** Selection **

Now there’s many different Protestant theologies out there as there are Protestants nowadays. I say that a bit hyperbolic, but the classic Lutheran faux pas of that justification is not a transformation. He makes a radical distinction between justification and sanctification whereas we as Catholics see them as part and parcel of the same transformation where it’s a legal fiction where God declares you righteous, covers you with what Luther called the righteousness of Christ, His own righteousness. Lutheran theologians called it an alien righteousness because it’s not yours. You’re simply covered over, it’s Christ’s righteousness. And of course, that’s ridiculous because Christ’s righteousness is infinite. That’s His and His alone because He’s the only one that can merit infinitely. We participate in His righteousness, but it’s a real righteousness that is ours, not alien to us.

Cy Kellett:

That’s right.

Tim Staples:

But the real justification is an infusion, a transformation. And my goodness, Cy, that’s what you see in sacred scripture. For example, famously in 2 Corinthians 5:17, “If any man be in Christ, he is a new creation. Behold, all things old are passed away, all things are become new.” He’s a new creation, a transformation. That’s what justification is ultimately all about. Yeah, take away sins and all of that but it’s a real transformation to where your sins are actually gone. They’re not just covered over.

Cy Kellett:

Right. Right.

Tim Staples:

It’s a real transformation. But if you think about it, Cy, what is the reason? Because my Catholic friends will often, when they hear this, this alien justification of purely forensic. Meaning a declaration of righteousness that has no transforming anything in the person, it’s completely alien to them. It’s completely alien to a Catholic. They’re going, “Huh?”

Cy Kellett:

Yeah, that’s my actual experience of it. I just couldn’t grasp it. I couldn’t understand it.

Tim Staples:

And they would say, “Well, then begins…” And Luther did early on really focus on that initial aspect of justification. He later did get into the sanctification that he would say necessarily follows, because if you really are in Christ, there is going to be a transformation. But the transformation is not necessary for salvation. If you commit adultery, hey, you’re just as righteous before, during, and after. That kind of theology, because we’re justified by faith alone, is what leads to these weird concepts.

And this was Luther’s faux pas, right? This was his major error is his idea that works, which he did not understand properly, works or anything we do whatsoever, cannot have anything to do with our justification. That’s what led to all those extremes, forensic justification. It’s external, it’s alien. The image he used, actually we’re like a pile of cow dung covered over by snow, underneath, what are you?

Cy Kellett:

Still the cow dung.

** Extracted entries **

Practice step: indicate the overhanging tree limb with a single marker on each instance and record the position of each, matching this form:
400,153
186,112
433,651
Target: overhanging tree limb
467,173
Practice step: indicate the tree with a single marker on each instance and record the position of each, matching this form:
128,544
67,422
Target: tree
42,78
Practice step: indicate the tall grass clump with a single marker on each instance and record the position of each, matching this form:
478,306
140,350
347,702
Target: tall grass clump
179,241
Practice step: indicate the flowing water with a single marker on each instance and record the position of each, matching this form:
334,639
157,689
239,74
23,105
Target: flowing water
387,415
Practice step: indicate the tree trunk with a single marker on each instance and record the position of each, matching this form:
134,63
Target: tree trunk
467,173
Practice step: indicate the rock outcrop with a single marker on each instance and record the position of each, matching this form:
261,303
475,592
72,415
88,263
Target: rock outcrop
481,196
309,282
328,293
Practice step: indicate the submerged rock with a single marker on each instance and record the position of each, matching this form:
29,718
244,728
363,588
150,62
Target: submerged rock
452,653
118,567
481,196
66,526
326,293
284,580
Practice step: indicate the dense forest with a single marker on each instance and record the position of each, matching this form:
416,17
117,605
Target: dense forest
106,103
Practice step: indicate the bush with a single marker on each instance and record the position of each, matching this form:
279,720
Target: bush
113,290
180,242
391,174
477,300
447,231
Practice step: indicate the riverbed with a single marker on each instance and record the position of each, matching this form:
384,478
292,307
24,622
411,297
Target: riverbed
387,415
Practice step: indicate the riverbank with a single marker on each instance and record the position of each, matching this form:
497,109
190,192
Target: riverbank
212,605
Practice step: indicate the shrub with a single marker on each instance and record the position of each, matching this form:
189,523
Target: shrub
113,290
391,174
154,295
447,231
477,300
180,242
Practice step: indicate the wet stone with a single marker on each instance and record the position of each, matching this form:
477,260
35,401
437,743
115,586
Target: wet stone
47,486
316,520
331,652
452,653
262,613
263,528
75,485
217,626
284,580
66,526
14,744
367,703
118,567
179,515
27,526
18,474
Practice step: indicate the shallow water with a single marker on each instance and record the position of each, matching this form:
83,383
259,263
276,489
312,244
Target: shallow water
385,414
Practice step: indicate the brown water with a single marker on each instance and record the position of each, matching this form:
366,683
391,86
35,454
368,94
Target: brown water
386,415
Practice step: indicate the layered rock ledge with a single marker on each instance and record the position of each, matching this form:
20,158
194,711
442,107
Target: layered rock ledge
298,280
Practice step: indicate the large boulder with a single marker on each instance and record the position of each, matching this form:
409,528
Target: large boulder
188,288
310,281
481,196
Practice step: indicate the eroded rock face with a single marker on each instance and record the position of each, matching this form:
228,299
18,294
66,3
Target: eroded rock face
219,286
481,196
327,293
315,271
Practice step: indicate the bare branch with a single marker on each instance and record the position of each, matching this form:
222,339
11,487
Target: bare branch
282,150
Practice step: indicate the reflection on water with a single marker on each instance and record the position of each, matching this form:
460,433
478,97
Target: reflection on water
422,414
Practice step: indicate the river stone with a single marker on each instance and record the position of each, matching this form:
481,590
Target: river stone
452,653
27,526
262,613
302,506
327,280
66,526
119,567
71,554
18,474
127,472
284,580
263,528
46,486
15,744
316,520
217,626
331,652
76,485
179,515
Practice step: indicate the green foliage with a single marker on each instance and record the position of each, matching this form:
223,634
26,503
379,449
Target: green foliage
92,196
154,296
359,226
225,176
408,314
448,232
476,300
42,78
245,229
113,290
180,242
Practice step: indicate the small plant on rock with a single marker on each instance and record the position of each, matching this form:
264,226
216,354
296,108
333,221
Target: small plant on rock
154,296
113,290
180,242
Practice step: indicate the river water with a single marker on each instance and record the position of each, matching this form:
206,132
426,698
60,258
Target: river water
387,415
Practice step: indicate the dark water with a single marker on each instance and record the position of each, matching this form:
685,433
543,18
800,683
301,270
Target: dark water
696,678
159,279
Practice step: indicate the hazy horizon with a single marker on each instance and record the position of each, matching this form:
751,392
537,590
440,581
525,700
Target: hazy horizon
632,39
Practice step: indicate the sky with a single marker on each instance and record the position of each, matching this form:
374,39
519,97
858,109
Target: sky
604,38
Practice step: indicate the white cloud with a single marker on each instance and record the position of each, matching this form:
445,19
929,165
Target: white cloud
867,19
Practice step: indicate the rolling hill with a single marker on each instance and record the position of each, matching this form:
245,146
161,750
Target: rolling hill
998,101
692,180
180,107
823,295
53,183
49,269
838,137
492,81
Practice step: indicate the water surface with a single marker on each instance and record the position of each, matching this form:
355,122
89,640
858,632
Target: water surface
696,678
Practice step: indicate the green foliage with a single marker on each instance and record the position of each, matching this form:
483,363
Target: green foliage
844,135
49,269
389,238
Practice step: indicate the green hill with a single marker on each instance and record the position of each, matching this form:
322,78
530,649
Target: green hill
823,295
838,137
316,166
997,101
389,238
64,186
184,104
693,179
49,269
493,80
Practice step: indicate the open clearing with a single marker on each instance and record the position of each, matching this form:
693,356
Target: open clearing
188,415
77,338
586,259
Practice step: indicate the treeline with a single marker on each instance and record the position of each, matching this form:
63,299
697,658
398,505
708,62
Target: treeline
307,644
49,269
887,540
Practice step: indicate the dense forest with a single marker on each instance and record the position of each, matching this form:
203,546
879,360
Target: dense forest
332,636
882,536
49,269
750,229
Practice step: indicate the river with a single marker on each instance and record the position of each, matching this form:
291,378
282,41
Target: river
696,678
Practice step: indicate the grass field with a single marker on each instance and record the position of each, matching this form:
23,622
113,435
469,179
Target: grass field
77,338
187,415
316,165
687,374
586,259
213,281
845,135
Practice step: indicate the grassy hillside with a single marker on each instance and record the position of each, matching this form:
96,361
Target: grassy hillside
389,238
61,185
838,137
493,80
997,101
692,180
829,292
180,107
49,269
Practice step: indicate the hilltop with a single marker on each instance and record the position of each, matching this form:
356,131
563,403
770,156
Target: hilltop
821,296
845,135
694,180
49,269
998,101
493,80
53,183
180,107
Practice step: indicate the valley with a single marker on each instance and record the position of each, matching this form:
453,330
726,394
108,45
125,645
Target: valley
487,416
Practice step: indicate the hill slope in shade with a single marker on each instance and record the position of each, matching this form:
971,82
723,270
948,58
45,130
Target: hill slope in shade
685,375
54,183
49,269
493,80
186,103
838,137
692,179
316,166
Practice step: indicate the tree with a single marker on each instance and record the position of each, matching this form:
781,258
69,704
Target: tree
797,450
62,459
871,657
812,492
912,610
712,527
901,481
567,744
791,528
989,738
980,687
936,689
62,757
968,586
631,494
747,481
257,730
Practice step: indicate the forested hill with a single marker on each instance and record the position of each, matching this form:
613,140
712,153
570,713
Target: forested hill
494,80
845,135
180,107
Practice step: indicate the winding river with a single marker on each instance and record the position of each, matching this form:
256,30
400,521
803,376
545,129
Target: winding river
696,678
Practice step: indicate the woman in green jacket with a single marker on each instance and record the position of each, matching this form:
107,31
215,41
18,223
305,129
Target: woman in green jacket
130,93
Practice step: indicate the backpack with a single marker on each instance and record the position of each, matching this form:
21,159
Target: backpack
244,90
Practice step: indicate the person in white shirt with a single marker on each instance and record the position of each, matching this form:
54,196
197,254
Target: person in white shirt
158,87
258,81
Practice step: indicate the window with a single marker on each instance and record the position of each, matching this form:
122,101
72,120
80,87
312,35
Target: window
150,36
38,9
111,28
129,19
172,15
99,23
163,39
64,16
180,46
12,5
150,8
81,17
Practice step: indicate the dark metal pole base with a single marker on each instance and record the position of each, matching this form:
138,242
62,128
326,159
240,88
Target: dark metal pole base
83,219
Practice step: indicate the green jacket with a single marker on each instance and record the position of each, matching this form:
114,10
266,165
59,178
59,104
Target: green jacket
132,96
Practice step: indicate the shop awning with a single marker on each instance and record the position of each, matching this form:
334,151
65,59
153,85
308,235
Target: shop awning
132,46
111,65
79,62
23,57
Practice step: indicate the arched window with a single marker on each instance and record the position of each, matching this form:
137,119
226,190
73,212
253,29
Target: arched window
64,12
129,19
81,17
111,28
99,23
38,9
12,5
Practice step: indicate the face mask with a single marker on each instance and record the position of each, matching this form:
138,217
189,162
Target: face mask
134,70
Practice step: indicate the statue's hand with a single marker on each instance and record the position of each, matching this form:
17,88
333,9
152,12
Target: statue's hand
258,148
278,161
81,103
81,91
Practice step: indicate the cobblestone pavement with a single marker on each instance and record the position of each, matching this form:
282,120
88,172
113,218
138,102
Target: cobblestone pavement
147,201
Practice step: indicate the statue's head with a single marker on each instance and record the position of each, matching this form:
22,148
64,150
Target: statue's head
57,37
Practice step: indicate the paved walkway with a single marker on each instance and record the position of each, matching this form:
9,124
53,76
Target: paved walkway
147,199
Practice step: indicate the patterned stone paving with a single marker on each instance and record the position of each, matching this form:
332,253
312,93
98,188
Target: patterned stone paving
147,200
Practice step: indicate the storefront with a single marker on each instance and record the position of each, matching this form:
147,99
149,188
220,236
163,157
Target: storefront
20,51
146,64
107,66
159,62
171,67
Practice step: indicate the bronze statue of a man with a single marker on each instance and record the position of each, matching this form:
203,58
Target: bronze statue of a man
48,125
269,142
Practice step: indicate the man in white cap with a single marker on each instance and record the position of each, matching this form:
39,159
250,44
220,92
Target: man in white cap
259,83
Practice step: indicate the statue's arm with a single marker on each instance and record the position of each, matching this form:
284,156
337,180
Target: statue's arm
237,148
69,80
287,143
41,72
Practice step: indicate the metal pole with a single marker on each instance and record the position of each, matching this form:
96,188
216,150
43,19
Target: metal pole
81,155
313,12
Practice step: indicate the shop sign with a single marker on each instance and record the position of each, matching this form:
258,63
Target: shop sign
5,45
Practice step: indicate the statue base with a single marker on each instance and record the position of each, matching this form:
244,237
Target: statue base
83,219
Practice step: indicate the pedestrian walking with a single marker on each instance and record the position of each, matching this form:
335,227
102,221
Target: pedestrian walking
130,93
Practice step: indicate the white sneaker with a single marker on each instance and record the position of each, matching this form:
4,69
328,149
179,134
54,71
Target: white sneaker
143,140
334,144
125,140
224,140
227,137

** What to do **
Can you write out the theology conversation again, starting at the words "But the real" and ending after "just covered over.", with each "transformation" changed to "renewal"?

** Solution to the exercise **
But the real justification is an infusion, a renewal. And my goodness, Cy, that’s what you see in sacred scripture. For example, famously in 2 Corinthians 5:17, “If any man be in Christ, he is a new creation. Behold, all things old are passed away, all things are become new.” He’s a new creation, a renewal. That’s what justification is ultimately all about. Yeah, take away sins and all of that but it’s a real renewal to where your sins are actually gone. They’re not just covered over.